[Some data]
----------
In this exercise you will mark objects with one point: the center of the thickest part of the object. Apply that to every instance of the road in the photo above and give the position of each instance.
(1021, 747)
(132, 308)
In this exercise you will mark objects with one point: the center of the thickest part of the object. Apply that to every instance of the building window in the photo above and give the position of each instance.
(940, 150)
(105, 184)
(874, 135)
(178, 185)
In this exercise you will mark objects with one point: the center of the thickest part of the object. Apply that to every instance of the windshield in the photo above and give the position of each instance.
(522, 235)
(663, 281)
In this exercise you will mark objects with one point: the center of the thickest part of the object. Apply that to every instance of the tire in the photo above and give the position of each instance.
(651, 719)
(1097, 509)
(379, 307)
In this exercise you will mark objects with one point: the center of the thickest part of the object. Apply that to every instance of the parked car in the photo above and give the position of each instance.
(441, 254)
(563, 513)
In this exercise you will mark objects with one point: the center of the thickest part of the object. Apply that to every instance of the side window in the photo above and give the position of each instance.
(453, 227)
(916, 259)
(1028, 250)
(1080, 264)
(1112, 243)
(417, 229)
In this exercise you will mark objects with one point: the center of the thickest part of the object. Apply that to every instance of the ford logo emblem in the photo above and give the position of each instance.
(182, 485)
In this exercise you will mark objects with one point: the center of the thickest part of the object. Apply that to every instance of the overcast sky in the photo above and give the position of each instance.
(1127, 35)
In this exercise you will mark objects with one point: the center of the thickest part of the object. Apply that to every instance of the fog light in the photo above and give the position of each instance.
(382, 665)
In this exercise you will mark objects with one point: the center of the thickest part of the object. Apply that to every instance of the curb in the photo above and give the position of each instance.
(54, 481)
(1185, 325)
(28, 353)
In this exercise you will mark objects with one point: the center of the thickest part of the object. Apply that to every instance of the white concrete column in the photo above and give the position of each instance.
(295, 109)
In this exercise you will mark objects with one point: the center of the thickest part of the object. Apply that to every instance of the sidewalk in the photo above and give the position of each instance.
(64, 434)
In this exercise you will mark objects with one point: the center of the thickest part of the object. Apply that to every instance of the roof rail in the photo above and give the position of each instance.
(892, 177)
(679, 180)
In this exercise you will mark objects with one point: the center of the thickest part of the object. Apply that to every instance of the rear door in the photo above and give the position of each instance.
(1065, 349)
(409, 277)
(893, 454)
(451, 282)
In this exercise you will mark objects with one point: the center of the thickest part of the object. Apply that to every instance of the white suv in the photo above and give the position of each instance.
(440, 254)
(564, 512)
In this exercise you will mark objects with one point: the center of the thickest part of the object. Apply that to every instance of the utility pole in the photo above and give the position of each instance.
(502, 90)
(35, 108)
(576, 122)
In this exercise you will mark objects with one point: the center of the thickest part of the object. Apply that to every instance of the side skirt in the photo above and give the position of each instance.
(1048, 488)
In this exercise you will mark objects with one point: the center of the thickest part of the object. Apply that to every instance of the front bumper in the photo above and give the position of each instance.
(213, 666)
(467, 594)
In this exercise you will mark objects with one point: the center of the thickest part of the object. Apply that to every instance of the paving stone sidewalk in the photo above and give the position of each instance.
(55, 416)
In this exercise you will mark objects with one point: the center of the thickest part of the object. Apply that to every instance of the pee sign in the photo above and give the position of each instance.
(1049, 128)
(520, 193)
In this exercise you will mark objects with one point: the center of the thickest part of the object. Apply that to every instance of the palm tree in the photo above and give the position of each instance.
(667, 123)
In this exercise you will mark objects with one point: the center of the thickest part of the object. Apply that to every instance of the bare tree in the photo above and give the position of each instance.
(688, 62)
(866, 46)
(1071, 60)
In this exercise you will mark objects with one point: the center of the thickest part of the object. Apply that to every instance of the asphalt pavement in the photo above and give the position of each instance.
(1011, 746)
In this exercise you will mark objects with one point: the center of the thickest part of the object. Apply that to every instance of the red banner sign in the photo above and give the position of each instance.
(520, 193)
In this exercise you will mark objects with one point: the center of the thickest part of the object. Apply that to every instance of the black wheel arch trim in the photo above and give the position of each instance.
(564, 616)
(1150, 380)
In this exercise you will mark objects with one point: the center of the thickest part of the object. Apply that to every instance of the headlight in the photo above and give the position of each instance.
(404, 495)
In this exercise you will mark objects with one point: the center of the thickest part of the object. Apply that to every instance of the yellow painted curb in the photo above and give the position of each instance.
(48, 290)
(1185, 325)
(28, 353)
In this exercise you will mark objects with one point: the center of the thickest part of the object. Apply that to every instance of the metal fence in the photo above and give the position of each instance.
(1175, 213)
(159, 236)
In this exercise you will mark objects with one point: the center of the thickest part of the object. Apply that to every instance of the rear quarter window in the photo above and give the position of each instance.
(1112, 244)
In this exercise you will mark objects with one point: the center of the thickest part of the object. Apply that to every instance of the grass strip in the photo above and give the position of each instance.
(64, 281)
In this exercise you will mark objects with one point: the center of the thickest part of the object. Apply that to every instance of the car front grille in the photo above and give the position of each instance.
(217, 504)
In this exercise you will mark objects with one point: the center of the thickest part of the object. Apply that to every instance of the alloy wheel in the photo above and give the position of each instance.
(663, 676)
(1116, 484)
----------
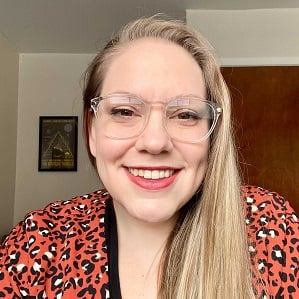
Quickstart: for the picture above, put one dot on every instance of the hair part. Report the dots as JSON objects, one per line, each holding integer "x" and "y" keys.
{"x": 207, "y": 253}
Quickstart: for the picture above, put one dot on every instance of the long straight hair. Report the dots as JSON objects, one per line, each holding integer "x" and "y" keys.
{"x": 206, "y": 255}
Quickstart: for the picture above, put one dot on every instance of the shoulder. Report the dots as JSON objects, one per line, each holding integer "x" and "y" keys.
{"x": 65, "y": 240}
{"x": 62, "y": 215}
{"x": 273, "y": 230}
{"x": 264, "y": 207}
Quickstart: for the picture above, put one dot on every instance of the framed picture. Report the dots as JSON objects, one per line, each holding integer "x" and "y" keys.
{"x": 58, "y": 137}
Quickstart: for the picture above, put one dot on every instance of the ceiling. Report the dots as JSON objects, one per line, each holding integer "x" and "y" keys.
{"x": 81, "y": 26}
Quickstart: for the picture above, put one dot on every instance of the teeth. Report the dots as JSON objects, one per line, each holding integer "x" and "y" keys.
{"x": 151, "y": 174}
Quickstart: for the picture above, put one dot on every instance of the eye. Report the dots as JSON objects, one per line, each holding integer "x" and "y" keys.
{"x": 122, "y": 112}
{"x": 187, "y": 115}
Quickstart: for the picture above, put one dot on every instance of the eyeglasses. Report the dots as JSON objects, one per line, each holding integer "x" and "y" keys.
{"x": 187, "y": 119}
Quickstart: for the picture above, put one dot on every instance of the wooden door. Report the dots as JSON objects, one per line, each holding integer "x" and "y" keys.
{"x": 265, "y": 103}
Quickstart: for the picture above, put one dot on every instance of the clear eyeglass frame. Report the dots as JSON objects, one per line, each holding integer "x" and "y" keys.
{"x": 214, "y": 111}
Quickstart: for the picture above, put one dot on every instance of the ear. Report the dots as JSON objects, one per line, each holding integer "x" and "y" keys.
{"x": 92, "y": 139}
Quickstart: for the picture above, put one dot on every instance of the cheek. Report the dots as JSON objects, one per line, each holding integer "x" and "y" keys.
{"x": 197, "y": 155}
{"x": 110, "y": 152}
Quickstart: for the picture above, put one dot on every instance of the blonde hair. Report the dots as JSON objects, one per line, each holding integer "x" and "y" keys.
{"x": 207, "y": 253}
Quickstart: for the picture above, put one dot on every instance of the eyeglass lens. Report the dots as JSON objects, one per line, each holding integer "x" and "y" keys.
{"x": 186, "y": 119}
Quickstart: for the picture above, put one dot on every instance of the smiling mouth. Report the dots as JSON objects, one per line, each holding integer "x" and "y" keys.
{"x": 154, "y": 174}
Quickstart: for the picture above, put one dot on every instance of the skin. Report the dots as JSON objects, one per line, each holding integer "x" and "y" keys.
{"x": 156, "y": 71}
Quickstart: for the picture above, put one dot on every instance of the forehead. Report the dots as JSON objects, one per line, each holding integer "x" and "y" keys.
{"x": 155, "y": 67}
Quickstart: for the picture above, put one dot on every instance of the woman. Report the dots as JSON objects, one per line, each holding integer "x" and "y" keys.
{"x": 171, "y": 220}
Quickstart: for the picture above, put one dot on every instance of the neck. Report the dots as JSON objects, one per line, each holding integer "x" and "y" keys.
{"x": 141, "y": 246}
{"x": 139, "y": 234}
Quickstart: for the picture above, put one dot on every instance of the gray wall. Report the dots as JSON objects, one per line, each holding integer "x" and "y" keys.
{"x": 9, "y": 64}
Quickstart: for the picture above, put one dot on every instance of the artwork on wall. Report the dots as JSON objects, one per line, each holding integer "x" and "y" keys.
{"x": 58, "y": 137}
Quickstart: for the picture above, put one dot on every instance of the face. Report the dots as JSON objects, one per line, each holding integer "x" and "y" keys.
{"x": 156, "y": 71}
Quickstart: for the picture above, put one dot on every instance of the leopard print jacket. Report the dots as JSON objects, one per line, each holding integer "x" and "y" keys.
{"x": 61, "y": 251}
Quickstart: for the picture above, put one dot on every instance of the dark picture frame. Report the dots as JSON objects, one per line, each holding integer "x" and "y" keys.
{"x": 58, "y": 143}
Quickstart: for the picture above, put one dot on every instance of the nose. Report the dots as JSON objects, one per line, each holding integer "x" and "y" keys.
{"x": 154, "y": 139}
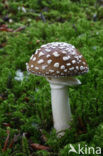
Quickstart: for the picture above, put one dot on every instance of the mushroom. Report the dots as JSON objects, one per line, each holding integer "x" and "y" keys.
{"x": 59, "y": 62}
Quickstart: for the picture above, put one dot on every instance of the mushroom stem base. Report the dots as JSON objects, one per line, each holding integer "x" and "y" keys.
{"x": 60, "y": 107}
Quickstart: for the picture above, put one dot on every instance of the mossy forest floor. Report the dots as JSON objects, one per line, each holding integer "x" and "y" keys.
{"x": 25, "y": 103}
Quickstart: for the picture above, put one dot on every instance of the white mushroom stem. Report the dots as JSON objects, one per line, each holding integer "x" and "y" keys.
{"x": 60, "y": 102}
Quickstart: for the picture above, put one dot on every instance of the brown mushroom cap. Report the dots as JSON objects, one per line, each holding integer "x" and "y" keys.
----------
_Work to do:_ Find every line in the data above that contains the word "ceiling", matching case exactly, and copy each of those lines.

_Solution for this task:_
Quickstart: for the picture above, put one dot on every instance of the ceiling. Report the dots as JSON objects, one per line, each holding integer "x" and "y" keys.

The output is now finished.